__Image point annotation records__:
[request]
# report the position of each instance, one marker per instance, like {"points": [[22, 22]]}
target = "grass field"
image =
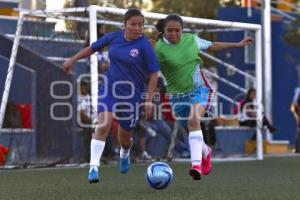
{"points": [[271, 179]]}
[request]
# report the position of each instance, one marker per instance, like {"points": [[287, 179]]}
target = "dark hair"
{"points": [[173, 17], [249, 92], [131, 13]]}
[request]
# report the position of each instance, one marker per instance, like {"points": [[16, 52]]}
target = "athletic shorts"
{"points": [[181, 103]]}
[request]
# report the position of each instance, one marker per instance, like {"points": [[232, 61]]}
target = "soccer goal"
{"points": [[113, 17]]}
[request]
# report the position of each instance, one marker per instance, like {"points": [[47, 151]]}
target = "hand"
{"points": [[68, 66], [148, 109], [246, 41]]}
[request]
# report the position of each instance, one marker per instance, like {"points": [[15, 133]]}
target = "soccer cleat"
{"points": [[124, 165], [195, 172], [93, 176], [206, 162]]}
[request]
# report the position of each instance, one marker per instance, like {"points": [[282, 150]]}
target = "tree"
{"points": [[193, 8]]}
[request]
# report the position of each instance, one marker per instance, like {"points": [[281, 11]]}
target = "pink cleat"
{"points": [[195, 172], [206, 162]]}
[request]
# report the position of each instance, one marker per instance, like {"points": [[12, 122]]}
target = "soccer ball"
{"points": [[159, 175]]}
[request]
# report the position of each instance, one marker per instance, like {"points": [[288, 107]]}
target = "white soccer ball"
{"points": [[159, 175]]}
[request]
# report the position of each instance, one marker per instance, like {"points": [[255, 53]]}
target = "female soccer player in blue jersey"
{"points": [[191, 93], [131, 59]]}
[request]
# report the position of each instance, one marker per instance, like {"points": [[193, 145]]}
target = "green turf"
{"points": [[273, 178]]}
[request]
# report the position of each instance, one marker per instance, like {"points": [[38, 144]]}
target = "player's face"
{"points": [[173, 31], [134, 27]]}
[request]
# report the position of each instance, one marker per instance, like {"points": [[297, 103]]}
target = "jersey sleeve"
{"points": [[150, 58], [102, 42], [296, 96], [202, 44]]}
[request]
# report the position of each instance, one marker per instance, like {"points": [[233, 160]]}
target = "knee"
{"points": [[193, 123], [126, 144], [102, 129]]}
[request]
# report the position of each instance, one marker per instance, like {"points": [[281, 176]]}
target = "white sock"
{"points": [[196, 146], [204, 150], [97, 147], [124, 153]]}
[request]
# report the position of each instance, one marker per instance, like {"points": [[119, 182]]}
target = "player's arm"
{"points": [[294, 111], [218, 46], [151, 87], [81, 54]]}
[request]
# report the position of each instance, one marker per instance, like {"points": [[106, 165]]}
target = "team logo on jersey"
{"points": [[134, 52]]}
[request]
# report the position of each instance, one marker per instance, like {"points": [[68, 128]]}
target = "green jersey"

...

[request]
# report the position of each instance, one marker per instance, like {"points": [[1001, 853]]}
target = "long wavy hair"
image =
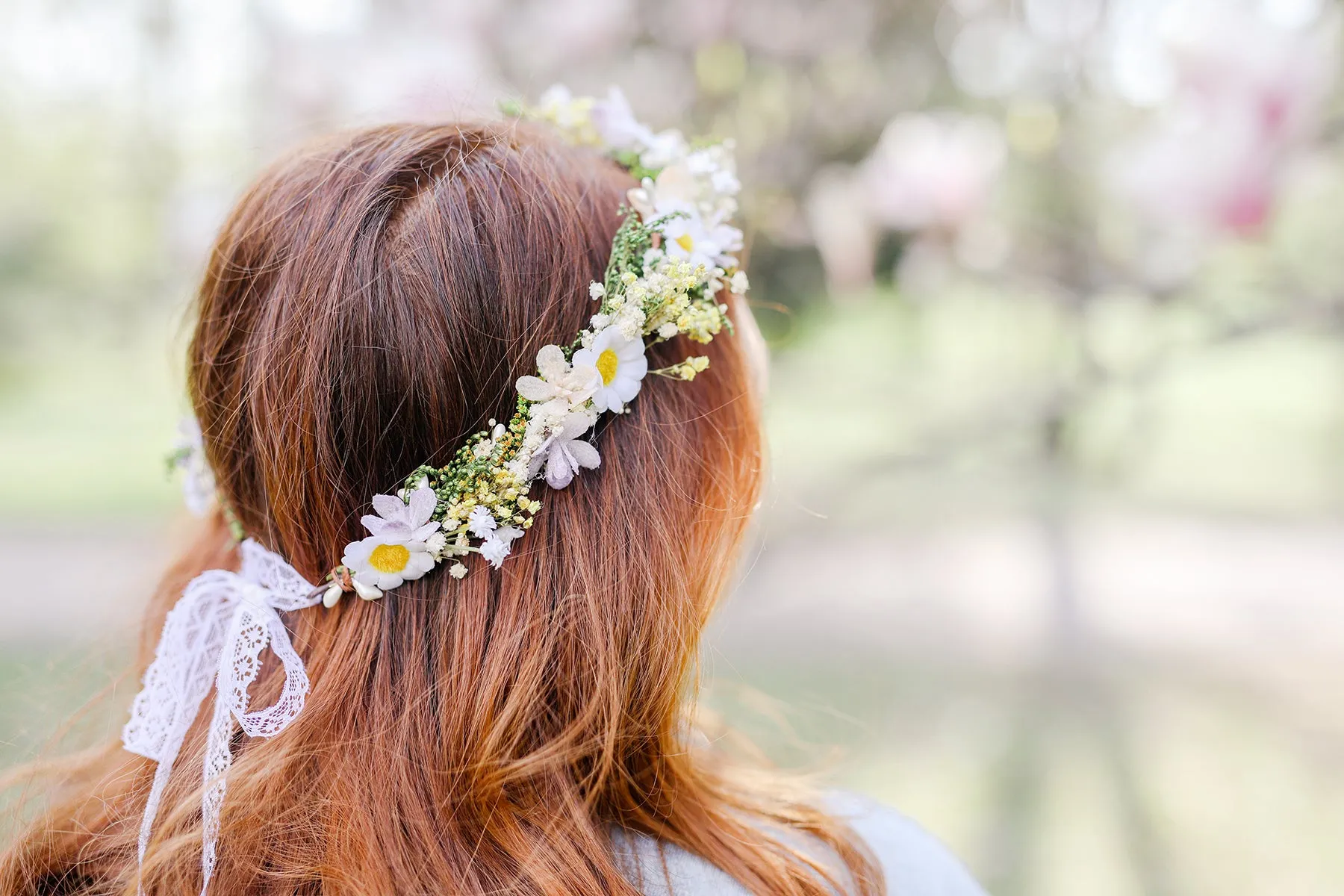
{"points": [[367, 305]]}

__Task__: Please find every line in the records above that contains the string "jersey" and copy each one out in full. Matching is case-sensitive.

__Answer to the task__:
target = "female soccer player in blue jersey"
target = "jersey sleeve"
target = "team logo on jersey"
target = "green jersey"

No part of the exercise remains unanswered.